(Aim of the task):
Extract from the entries below, exactly as given, only the lines from the line containing "Segment man's sunglasses" to the line containing "Segment man's hand", both lines included.

Dataset items:

────────

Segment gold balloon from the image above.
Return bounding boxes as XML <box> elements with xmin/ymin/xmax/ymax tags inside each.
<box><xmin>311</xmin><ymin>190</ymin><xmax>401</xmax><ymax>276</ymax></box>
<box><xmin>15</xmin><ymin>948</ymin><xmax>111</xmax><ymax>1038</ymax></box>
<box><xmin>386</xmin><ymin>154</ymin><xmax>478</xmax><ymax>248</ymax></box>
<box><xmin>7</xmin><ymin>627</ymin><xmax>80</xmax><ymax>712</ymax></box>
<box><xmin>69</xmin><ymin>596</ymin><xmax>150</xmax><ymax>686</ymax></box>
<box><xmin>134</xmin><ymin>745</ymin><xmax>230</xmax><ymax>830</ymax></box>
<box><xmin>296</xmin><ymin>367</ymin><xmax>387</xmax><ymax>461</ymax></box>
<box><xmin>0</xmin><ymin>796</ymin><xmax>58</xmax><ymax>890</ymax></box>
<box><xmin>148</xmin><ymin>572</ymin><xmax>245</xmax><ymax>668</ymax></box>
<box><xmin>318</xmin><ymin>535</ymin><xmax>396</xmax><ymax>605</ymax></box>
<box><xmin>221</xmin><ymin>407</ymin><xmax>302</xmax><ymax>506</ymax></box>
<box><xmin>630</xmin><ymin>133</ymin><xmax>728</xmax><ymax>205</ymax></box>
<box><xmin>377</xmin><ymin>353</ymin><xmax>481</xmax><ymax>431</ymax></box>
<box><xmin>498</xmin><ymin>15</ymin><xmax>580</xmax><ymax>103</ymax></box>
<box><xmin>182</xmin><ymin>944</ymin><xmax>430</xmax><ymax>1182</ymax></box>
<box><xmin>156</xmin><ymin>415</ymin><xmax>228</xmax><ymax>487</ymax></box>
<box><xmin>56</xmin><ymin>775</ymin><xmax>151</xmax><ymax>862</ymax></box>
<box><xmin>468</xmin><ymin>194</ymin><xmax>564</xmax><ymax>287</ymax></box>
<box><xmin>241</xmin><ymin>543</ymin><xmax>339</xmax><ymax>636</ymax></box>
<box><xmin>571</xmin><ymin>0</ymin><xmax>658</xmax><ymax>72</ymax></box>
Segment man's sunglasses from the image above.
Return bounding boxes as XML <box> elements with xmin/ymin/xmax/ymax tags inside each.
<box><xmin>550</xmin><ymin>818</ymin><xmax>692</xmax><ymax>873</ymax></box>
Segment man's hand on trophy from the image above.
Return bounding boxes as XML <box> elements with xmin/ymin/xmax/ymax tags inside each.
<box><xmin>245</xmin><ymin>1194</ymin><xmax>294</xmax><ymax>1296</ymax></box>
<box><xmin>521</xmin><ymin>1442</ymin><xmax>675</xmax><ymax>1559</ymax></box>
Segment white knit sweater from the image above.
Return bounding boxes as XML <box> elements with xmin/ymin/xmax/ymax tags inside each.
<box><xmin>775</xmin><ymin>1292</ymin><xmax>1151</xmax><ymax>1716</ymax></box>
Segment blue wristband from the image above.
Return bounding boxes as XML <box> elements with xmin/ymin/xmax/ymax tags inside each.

────────

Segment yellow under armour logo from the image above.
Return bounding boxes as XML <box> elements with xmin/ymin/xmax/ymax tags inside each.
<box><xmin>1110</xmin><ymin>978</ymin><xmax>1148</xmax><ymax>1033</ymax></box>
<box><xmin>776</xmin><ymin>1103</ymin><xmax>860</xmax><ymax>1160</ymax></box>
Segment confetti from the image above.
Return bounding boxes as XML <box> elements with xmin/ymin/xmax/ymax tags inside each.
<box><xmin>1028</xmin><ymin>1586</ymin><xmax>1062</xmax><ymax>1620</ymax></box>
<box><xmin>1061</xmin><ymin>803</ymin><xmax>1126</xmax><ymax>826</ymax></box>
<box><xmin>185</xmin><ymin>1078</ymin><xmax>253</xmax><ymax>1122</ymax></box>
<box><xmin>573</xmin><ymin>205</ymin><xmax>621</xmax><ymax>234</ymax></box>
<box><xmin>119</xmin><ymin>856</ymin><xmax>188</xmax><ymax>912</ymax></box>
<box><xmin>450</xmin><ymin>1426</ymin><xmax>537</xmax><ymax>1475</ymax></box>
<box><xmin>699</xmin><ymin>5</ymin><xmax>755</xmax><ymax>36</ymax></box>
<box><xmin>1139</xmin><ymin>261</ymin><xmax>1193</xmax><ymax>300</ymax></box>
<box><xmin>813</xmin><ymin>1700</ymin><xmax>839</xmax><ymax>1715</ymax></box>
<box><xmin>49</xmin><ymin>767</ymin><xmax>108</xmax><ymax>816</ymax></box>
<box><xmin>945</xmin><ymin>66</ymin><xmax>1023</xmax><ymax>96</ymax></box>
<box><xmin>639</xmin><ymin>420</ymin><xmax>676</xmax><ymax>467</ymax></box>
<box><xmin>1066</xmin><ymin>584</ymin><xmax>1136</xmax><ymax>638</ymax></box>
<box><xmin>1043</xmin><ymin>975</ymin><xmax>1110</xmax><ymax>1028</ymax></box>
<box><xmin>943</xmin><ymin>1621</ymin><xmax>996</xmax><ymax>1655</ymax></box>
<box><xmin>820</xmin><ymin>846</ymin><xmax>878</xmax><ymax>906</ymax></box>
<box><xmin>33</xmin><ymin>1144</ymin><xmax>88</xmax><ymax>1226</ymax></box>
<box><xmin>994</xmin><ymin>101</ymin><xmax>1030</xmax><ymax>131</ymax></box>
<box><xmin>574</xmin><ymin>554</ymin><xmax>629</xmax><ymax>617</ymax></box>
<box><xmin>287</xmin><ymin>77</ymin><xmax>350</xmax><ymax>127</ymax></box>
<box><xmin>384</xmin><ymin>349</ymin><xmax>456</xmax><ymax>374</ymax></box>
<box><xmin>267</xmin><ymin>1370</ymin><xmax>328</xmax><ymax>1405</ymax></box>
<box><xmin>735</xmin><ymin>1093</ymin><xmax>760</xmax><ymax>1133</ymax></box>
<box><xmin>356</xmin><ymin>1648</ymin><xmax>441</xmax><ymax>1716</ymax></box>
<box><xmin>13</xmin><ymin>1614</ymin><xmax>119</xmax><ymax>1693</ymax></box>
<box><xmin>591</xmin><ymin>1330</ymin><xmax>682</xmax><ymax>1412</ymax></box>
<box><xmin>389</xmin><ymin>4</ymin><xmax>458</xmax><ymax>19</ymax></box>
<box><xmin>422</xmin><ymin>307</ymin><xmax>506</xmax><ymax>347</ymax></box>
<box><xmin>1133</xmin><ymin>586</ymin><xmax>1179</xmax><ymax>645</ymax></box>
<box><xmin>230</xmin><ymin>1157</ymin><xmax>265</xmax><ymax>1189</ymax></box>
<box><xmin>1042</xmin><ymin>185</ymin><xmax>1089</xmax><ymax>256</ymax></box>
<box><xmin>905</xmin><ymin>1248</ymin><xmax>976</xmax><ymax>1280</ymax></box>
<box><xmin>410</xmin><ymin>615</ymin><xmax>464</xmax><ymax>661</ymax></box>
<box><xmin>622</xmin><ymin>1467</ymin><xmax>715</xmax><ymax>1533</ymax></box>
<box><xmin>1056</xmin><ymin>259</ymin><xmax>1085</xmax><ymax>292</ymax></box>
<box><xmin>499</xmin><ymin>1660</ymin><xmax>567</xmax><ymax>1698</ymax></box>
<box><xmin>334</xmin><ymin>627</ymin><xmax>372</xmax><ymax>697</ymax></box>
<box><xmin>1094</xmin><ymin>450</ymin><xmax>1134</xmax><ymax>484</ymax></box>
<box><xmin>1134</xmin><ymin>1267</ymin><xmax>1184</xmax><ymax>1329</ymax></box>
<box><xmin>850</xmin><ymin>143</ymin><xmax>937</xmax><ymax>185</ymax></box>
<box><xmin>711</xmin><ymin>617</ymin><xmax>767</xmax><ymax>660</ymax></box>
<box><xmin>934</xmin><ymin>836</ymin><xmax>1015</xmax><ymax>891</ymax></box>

────────

(Output of the exercise):
Segment man's sunglasses from the image above.
Return bounding boxes as XML <box> elements with xmin/ymin/xmax/ymax tags inside each.
<box><xmin>550</xmin><ymin>818</ymin><xmax>692</xmax><ymax>873</ymax></box>
Segment man's hand on trophy from the image above.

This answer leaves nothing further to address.